▶ Exercise aim:
Begin at the line below that has "the chrome grille" and stop after the line that has "x=199, y=36". Please restate only those lines, word for word.
........
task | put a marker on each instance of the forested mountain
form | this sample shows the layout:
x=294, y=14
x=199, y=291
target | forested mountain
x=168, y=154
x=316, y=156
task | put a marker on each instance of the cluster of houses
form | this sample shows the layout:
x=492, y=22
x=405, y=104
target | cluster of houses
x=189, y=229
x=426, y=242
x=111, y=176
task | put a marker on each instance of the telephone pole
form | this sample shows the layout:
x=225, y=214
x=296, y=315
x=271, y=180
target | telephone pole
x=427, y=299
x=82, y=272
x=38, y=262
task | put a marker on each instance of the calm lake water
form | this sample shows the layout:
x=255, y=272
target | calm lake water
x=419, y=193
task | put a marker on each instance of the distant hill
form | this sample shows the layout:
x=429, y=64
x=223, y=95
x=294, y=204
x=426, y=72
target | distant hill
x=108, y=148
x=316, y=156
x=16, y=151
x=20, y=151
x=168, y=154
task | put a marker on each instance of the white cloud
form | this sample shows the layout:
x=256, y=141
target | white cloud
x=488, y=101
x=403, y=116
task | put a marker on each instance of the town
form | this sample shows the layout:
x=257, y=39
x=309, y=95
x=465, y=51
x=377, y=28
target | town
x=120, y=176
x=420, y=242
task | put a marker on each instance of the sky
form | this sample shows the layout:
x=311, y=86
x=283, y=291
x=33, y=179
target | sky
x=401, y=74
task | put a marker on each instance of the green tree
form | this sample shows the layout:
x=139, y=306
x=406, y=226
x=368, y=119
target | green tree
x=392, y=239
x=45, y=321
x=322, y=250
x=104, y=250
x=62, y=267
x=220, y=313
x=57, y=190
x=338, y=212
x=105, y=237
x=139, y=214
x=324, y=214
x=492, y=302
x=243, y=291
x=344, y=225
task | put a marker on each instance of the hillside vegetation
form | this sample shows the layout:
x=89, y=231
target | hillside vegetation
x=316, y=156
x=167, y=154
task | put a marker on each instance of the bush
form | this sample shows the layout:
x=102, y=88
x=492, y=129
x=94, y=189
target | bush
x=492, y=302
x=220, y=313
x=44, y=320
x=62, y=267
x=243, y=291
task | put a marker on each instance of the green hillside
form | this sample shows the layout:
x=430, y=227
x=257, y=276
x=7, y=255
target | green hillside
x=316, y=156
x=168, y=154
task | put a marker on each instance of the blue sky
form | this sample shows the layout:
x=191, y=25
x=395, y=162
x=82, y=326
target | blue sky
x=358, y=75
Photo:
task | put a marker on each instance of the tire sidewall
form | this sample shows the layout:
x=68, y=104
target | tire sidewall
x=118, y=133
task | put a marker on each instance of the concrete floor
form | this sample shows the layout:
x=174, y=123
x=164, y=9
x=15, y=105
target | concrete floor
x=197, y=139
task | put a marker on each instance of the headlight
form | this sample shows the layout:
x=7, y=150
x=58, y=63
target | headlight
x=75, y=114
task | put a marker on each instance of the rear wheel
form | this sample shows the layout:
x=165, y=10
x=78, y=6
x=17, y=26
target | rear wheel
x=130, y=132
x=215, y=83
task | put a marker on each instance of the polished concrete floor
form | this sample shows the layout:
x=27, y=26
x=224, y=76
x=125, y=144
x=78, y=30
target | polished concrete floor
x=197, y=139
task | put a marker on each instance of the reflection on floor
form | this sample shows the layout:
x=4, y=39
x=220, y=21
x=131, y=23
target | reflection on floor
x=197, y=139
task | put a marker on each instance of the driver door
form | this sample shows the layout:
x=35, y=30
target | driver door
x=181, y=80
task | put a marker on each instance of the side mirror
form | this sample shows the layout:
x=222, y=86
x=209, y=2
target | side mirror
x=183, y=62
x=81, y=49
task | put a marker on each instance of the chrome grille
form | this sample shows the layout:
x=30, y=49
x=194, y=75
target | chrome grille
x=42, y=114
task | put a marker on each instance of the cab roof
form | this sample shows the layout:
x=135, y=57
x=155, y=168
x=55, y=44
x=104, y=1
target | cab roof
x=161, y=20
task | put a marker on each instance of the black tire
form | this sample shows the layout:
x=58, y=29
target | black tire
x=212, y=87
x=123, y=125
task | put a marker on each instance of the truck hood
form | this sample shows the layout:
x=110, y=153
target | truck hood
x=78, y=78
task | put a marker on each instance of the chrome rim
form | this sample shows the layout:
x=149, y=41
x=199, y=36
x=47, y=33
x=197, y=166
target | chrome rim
........
▶ Solution to the exercise:
task | put a marker on each instance of the chrome grille
form | this sample shows the layout:
x=30, y=49
x=194, y=75
target | chrome grille
x=42, y=114
task | put a marker on each instance of the cab roof
form | this sample shows the layout:
x=135, y=57
x=155, y=168
x=55, y=44
x=104, y=1
target | cab roof
x=161, y=20
task | put a marker on each instance of the black tire
form | this sample shows the layout:
x=58, y=29
target | black tire
x=212, y=87
x=123, y=125
task | put a marker on each instance of the truck hood
form | this sample shows the layout:
x=110, y=153
target | truck hood
x=78, y=78
task | put a marker on each instance of the chrome rim
form | this sample shows the layout:
x=149, y=41
x=199, y=36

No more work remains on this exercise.